> **Given instruction**
Repeat the following lines exactly and nothing else: the line containing "the sandy beach." and each line after it through the end of the listing.

# START OF Records for the task

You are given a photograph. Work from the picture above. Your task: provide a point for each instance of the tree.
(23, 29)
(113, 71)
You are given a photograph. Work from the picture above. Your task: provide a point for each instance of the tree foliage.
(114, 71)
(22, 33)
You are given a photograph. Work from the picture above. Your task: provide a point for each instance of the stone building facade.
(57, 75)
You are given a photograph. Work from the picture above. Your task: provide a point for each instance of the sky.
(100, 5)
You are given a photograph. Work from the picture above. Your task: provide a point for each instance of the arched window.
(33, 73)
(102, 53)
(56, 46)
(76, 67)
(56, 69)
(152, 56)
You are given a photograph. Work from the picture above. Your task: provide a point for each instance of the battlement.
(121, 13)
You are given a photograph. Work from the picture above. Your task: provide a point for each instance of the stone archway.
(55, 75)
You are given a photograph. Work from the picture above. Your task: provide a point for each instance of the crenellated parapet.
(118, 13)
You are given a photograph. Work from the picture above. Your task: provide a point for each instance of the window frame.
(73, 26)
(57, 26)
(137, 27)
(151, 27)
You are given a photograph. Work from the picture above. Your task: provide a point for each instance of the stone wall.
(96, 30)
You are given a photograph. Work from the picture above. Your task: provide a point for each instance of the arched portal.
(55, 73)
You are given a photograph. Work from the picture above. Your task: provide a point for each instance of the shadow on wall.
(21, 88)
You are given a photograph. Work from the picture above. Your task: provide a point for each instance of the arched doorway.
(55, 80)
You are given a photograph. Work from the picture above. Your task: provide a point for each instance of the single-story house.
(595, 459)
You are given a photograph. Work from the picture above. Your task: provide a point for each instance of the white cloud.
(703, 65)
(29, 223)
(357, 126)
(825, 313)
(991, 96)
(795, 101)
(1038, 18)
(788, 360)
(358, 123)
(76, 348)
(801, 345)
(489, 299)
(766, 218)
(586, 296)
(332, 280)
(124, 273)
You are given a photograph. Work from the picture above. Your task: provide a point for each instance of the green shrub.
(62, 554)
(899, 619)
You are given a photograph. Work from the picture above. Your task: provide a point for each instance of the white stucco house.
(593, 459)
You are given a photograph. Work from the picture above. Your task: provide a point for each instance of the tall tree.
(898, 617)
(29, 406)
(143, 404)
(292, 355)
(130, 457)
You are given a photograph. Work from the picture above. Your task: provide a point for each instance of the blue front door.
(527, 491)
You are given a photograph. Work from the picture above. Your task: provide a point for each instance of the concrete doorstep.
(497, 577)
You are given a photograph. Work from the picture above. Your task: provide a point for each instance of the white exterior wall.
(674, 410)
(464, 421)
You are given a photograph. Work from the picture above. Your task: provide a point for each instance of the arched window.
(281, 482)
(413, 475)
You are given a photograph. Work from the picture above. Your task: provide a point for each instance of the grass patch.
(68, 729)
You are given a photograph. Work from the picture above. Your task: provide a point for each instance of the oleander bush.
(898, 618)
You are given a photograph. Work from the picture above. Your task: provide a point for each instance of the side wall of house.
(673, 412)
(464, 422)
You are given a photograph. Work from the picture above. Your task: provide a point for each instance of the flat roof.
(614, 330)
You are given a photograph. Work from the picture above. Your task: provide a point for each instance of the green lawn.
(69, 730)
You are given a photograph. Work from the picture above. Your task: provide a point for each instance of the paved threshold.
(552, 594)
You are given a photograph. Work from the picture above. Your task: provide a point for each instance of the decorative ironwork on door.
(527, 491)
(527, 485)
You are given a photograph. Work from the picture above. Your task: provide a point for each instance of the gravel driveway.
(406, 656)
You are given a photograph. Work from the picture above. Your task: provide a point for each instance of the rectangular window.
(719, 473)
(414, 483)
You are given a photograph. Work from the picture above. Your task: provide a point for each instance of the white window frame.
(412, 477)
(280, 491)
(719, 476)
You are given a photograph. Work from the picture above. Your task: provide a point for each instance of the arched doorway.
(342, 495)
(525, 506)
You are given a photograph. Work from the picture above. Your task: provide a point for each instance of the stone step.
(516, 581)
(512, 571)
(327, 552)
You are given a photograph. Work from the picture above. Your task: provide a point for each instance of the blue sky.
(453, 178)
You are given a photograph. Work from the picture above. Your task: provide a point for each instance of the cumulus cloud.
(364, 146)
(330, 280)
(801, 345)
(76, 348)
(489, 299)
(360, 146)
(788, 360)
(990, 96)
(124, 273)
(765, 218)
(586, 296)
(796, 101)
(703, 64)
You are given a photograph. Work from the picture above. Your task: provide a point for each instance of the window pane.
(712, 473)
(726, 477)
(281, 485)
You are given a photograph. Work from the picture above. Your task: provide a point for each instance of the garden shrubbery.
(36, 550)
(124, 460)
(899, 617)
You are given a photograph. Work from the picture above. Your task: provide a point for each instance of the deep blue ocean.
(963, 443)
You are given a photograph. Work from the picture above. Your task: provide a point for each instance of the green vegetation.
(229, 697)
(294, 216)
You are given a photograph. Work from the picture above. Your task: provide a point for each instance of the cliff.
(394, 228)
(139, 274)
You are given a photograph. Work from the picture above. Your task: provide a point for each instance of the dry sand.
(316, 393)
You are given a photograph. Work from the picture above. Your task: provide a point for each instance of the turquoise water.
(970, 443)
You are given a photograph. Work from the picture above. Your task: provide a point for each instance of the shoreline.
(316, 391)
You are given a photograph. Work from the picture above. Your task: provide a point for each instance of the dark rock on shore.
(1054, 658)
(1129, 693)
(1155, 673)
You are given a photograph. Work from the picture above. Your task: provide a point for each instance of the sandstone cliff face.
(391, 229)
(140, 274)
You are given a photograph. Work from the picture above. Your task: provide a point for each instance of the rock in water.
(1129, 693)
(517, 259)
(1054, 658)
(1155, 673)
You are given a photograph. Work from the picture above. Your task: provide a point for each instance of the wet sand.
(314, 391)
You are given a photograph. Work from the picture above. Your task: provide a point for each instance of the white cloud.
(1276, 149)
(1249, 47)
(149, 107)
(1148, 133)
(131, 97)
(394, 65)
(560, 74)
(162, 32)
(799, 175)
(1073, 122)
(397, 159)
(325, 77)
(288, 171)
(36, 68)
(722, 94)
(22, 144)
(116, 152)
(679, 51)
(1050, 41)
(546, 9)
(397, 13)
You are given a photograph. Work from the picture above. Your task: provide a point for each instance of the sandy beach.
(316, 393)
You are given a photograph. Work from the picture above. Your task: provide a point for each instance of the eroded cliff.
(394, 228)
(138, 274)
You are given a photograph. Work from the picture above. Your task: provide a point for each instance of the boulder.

# END OF Records for the task

> **Answer to the problem**
You are given a photograph. Work from the picture above. Your task: provide a point for each instance of the sandy beach.
(316, 393)
You are given a photograph. Work from the picture above. Your task: provide a point for each instance of the eroded cliff.
(394, 228)
(138, 274)
You are given a photograph. Work from the picture above. Your task: provide a point for each instance of the boulder.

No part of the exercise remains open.